• [WHAT TO PRODUCE]:
Your reply should hold exactly the lines from the one that contains "Locate every orange" through the end of the data. Repeat them word for word.

• [INPUT FOR THIS TASK]:
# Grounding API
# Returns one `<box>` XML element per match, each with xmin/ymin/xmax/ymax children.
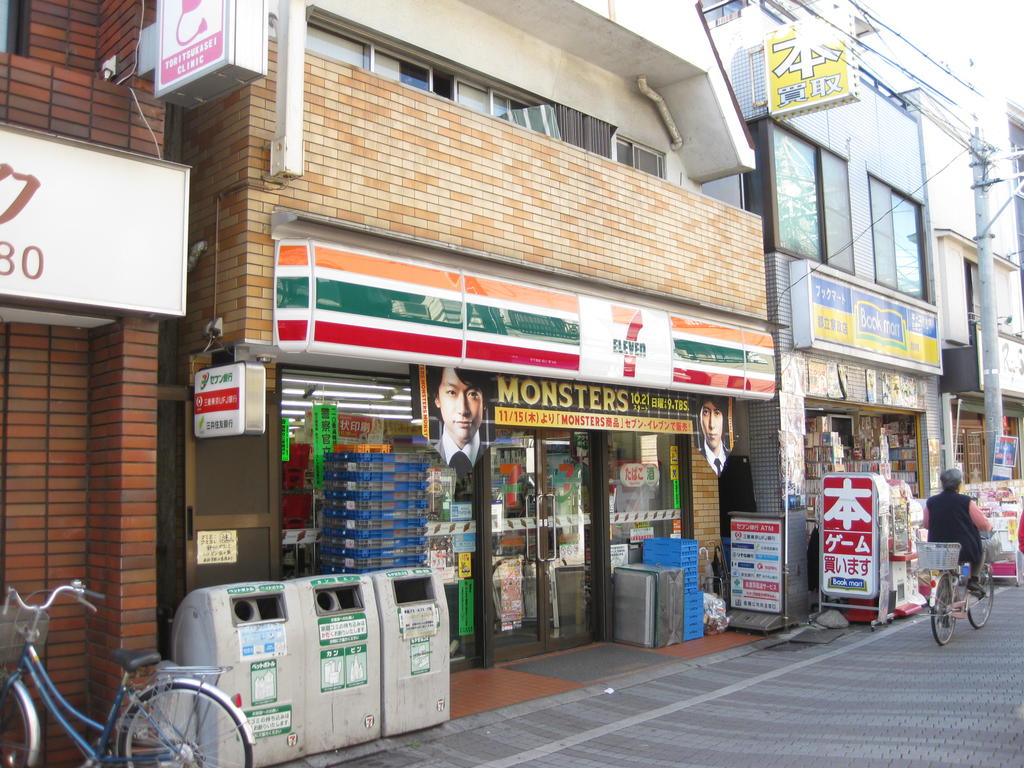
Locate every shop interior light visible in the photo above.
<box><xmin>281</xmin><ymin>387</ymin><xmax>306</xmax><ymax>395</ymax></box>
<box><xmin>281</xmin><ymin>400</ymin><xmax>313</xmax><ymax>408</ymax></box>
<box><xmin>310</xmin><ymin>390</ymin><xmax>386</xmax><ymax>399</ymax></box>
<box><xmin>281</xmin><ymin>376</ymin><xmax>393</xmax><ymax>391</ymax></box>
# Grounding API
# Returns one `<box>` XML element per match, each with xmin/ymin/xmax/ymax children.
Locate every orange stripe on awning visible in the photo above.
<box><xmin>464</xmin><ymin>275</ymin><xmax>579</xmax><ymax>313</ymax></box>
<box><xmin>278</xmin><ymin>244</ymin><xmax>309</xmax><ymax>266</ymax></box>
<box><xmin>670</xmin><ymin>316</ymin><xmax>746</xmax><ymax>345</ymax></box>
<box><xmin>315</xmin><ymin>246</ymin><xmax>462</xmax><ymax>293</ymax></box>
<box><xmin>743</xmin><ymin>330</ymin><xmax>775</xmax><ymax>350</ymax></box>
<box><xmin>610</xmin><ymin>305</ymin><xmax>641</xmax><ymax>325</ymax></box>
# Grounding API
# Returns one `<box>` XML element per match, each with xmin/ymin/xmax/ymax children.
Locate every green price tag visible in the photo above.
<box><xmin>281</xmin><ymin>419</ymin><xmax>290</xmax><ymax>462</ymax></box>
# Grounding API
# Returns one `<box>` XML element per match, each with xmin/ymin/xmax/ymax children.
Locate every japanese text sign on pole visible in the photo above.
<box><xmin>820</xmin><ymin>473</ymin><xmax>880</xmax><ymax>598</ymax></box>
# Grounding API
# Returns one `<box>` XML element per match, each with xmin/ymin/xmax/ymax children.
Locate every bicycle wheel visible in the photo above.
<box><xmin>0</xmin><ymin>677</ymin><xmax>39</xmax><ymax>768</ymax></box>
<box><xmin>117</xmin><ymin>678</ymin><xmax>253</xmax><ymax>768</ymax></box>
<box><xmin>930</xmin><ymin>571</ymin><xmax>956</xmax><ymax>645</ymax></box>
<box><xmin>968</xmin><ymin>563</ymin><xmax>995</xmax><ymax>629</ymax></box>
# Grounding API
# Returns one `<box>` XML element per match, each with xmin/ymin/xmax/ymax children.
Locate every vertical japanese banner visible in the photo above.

• [RESULT FOR THIS TASK]:
Locate every orange stripe on awning visible in the photo above.
<box><xmin>464</xmin><ymin>275</ymin><xmax>579</xmax><ymax>313</ymax></box>
<box><xmin>278</xmin><ymin>244</ymin><xmax>309</xmax><ymax>266</ymax></box>
<box><xmin>670</xmin><ymin>316</ymin><xmax>746</xmax><ymax>345</ymax></box>
<box><xmin>315</xmin><ymin>246</ymin><xmax>462</xmax><ymax>293</ymax></box>
<box><xmin>743</xmin><ymin>330</ymin><xmax>775</xmax><ymax>350</ymax></box>
<box><xmin>610</xmin><ymin>305</ymin><xmax>641</xmax><ymax>325</ymax></box>
# Grounding API
# Returns one `<box>` XML element per match, each with xmin/ymin/xmax/ymax children.
Locate every green price tag visible in the photo above.
<box><xmin>281</xmin><ymin>419</ymin><xmax>290</xmax><ymax>462</ymax></box>
# Grounding API
# Returns one `<box>` XML element per match, each with xmin/ymin/xmax/ymax children.
Locate every japanese text sign on pole visible in the photo above.
<box><xmin>820</xmin><ymin>473</ymin><xmax>880</xmax><ymax>598</ymax></box>
# Grounding API
# Returns one `<box>` XML element per match, each with xmin/ymin/xmax/ymax children.
Locate every bicycle wheel visible in the photo above.
<box><xmin>0</xmin><ymin>677</ymin><xmax>39</xmax><ymax>768</ymax></box>
<box><xmin>117</xmin><ymin>678</ymin><xmax>253</xmax><ymax>768</ymax></box>
<box><xmin>930</xmin><ymin>571</ymin><xmax>956</xmax><ymax>645</ymax></box>
<box><xmin>968</xmin><ymin>563</ymin><xmax>995</xmax><ymax>629</ymax></box>
# Grounding API
# Returns one `<box>` XML element per match, each with xmin/ymin/xmax/ymax children.
Locate every vertical japanese banner visible in the photo above.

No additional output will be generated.